SET OF TASKS
**A)** Decide whether each statement (i), (ii), (iii) agrees with the human rights excerpt, answering yes or no and quoting the deciding words. (i) The UN General Assembly proclaimed the Universal Declaration of Human Rights in Paris in December 1948. (ii) The proposal for a "Declaration of the Essential Rights of Man" was adopted at the 1945 San Francisco Conference. (iii) All respond to new challenges at the same speed.
**B)** Print the human rights excerpt starting at "We already live" and ending at "at that time.".
**C)** Write what follows the last sentence of the human rights excerpt.

EXCERPT TO READ
----

Human Rights: The Foundation of World Law

Eleanor Roosevelt holding poster of the Universal Declaration of Human Rights (in English), Lake Success, New York. November 1949. By FDR Presidential Library & Museum, CC BY 2.0 https://creativecommons.org/licenses/by/2.0, via Wikimedia Commons.

The General Assembly proclaims this Universal Declaration of Human Rights as a common standard of achievement for all peoples and all nations, to the end that every individual and every organ of society, keeping this Declaration constantly in mind, shall strive by teaching and education to promote respect for these rights and freedoms and by progressive measures, national and international, to secure their universal and effective recognition and observance.
Preamble to the Universal Declaration of Human Rights.

In human history, there have been periods when there is a collective response to new challenges; and thus new ways of organizing thought and society. All do not respond at the same speed nor in the same way. Those who have power and wealth due to the old structures are often reluctant to change. Thus, today, some government leaders still see the world in older structural terms – as a collection of relatively independent and autonomous nation-states – a guiding social framework which had served humanity well for several hundred years after the end of the European feudal wars. Yet now, that nation-state framework is not adequate.

Declaration of the Essential Rights of Man.

We already live in a world society bound through communications and economy to a common destiny. Thus there is a need for a universalistic ethic, one that englobes all of humanity. A foundation of this universalistic ethic is the Universal Declaration of Human Rights, proclaimed by the UN General Assembly meeting in Paris, December 1948. As early as the 1945 San Francisco Conference to draft the UN Charter, a proposal to embody a ‘Declaration of the Essential Rights of Man’ was put forward, but it was shelved because it required more detailed consideration than was possible at that time.

----

(Named-object pointing records)
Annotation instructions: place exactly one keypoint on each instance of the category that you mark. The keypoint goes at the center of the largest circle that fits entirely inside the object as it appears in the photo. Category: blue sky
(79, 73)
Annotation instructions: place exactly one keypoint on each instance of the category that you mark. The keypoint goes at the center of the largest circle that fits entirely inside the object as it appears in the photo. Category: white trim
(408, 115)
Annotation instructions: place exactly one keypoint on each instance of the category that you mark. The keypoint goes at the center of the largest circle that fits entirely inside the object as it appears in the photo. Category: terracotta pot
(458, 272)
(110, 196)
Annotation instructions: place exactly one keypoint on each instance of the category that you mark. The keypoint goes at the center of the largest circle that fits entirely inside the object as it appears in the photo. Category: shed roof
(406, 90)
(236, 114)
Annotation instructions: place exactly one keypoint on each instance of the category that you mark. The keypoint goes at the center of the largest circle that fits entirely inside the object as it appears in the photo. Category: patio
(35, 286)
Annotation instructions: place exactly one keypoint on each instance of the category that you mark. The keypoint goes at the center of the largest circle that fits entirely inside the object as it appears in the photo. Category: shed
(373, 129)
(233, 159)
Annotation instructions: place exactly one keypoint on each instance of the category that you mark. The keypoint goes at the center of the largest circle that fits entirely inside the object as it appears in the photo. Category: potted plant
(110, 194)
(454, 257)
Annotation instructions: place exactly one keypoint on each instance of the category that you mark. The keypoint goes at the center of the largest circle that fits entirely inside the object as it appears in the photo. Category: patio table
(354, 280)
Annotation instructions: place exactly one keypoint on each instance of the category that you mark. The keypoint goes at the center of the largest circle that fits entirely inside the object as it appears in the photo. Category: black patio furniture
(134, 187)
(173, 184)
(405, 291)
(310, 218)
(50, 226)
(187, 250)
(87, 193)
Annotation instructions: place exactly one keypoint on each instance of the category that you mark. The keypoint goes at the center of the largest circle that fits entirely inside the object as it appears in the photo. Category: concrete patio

----

ANSWER SET
**A)**
(i) Yes: "proclaimed by the UN General Assembly meeting in Paris, December 1948"
(ii) No: "it was shelved because it required more detailed consideration than was possible at that time"
(iii) No: "All do not respond at the same speed nor in the same way."

**B)**
We already live in a world society bound through communications and economy to a common destiny. Thus there is a need for a universalistic ethic, one that englobes all of humanity. A foundation of this universalistic ethic is the Universal Declaration of Human Rights, proclaimed by the UN General Assembly meeting in Paris, December 1948. As early as the 1945 San Francisco Conference to draft the UN Charter, a proposal to embody a ‘Declaration of the Essential Rights of Man’ was put forward, but it was shelved because it required more detailed consideration than was possible at that time.

**C)**
Within the framework of the rights set out in the Universal Declaration, there has been a steady growth of world law with human rights conventions and treaty bodies that monitor their application. Among the most important of these conventions are the International Covenant on Economic, Social and Cultural Rights, the International Covenant of Civil and Political Rights, the International Convention on the Elimination of All Forms of Racial Discrimination, the Convention against Torture and Other Cruel, Inhuman or Degrading Treatment or Punishment, and the Convention on the Rights of the Child.

Jawaharlal Nehru at the UN General Assembly, New York, 1948. By Unknown authorUnknown author, Public domain, via Wikimedia Commons.

The Universal World Citizen.

Human rights are universal because the subject of human rights is the universal world citizen and not the political citizen as defined by state citizenship. Human rights inaugurate a new kind of citizenship, the citizenship of humanity. Human rights gives people the sense that world law belongs to them.

In order to affirm these human rights, there has been a dynamic growth of non-governmental organizations (NGOs) dealing with human rights, a growth involving the expansion of established organizations as well as the birth of many new organizations. NGOs have become indispensable to the human rights movement through their characteristic activities: monitoring, investigation and reporting, lobbying national governments and the UN, educating the public and coming to the defense of individuals when dealing with courts or intergovernmental bodies.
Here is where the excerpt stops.